■ **The exercise**
Show each line in the data below that contains the word "lamp", copying every such line in full.

===== Data excerpts

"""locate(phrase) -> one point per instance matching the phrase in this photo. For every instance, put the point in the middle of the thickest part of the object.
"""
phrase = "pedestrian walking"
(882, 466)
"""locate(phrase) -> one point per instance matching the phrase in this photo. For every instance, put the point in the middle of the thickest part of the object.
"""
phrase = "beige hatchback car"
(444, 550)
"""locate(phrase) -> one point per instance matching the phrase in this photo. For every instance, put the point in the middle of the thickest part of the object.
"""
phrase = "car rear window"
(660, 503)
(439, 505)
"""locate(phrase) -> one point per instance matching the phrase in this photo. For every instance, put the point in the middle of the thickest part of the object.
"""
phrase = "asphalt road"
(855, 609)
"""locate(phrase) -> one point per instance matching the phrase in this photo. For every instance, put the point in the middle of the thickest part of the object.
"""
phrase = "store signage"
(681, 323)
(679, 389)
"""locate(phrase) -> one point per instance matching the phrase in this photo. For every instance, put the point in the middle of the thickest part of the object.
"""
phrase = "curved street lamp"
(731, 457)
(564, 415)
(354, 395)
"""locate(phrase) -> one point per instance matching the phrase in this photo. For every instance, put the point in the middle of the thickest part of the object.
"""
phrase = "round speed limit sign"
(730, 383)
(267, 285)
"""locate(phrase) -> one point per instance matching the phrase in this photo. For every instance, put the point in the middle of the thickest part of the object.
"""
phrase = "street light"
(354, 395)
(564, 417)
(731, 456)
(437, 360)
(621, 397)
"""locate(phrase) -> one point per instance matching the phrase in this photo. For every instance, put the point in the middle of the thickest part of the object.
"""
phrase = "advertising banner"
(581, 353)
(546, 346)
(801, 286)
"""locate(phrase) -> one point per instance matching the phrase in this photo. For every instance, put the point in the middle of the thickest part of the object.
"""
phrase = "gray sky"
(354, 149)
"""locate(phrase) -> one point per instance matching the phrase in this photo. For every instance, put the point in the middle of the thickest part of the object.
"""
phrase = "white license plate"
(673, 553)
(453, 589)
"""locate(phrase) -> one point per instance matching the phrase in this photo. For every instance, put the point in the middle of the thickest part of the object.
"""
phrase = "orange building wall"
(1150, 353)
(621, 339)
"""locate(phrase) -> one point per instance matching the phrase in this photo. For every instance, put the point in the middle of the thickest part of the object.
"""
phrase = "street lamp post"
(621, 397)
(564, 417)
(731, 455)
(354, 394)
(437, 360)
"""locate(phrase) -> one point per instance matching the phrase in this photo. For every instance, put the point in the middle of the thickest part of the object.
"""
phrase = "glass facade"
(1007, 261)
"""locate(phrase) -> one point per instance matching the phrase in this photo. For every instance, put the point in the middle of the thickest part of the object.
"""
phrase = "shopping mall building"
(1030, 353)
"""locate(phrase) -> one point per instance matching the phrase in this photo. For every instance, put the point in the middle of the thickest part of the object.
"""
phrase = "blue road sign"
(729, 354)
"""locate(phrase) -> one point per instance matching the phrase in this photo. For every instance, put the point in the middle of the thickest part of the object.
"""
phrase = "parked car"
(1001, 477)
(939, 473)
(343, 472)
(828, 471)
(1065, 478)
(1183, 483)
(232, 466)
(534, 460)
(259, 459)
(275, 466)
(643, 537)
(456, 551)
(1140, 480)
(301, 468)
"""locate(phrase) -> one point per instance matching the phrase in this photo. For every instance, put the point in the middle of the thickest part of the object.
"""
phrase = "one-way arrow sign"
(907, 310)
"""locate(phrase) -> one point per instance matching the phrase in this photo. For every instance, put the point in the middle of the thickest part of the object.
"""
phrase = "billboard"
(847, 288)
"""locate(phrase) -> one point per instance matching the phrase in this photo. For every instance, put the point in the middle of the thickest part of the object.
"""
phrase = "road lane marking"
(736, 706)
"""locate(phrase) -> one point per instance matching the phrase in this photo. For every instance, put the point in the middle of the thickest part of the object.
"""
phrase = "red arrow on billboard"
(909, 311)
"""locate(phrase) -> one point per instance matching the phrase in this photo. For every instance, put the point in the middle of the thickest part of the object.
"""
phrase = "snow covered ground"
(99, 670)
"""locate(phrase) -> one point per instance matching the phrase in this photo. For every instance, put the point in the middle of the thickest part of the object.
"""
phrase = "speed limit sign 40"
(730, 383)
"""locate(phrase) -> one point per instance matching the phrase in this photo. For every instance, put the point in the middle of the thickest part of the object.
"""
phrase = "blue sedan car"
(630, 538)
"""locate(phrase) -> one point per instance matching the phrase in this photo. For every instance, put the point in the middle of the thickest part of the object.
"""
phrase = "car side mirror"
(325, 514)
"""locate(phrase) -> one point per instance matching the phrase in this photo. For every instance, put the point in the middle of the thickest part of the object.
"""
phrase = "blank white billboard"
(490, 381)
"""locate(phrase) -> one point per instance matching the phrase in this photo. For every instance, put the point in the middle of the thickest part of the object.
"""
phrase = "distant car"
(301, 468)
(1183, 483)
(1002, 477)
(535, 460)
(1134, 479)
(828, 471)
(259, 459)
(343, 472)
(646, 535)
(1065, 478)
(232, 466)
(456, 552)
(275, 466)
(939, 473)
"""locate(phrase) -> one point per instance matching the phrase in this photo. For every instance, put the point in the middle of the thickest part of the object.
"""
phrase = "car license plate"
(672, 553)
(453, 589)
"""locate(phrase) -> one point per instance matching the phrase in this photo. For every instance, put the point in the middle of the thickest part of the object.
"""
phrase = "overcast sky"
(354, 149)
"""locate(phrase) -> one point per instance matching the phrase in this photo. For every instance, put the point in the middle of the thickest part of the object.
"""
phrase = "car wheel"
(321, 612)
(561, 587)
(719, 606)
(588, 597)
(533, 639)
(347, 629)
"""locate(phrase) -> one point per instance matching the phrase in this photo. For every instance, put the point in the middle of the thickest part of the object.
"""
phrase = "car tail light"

==========

■ **Finished answer**
phrase = "curved street lamp"
phrase = "street lamp post"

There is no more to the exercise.